▶ **Assigned task**:
Return the passage of the text on the OESH shoe factory starting at "Who would have" and ending at "groups last year).", copied without any change.

▶ **Text under study**:
◆ ◆ ◆ ◆ ◆
Who would have thought that a shoe factory is an academic think tank for USA-based manufacturing? This is precisely what our OESH factory has become. The buzz words are “knowledge-based manufacturing” which have been identified by experts as the key to getting manufacturing back into America.
Along those lines, this year we’re fortunate to have not two or three, but SEVEN groups of undergraduate engineering students from the University of Virginia (UVa) working on various OESH projects this year. (This has grown from two groups last year).
I’ve already had my first few meetings with each of the groups in the factory. That’s part of the deal. The students come to me rather than my going to their classrooms so that we can get right down to the practical…which is what it’s all about. I do end up lecturing but it’s always tempered by the sound of the chiller or air compressor turning on. (Perhaps next year one of the projects will be to make the air compressor less noisy.) They get enough theory in the course of their four years of undergraduate work. As professor Brad Bennett, my colleague who supervises them, says, this is perhaps their only opportunity to actually do something. And they all seem pretty excited about that. (Apparently a few of last year’s students told this new batch that this was their favorite class.)
◆ ◆ ◆ ◆ ◆
▶ **Supplied data**:
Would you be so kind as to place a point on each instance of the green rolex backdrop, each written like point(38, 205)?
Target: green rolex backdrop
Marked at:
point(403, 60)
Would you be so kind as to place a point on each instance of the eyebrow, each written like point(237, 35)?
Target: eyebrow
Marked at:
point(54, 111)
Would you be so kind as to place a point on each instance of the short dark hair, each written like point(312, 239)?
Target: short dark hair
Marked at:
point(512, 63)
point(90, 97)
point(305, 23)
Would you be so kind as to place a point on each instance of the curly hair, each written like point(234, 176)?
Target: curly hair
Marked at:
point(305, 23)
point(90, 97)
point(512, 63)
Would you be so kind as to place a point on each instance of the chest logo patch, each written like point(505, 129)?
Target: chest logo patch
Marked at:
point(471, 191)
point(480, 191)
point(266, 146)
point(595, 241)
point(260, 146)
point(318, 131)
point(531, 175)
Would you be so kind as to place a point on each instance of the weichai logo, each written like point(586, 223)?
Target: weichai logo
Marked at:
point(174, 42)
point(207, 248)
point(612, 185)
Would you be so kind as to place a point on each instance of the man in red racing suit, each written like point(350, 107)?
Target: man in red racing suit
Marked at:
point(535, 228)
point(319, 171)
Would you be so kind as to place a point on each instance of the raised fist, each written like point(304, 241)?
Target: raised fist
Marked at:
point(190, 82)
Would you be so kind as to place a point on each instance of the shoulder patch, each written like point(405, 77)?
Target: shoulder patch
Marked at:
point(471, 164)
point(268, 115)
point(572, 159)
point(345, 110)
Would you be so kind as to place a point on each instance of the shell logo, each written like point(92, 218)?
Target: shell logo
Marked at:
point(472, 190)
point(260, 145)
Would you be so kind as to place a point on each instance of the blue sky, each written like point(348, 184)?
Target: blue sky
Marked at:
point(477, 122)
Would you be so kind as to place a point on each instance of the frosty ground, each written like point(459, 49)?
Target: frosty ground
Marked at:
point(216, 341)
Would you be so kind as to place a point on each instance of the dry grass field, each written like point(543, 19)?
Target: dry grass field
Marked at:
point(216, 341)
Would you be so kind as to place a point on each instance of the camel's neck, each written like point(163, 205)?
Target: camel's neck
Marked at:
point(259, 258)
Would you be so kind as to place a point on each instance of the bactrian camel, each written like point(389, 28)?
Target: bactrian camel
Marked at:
◆ ◆ ◆ ◆ ◆
▶ **Answer area**:
Who would have thought that a shoe factory is an academic think tank for USA-based manufacturing? This is precisely what our OESH factory has become. The buzz words are “knowledge-based manufacturing” which have been identified by experts as the key to getting manufacturing back into America.
Along those lines, this year we’re fortunate to have not two or three, but SEVEN groups of undergraduate engineering students from the University of Virginia (UVa) working on various OESH projects this year. (This has grown from two groups last year).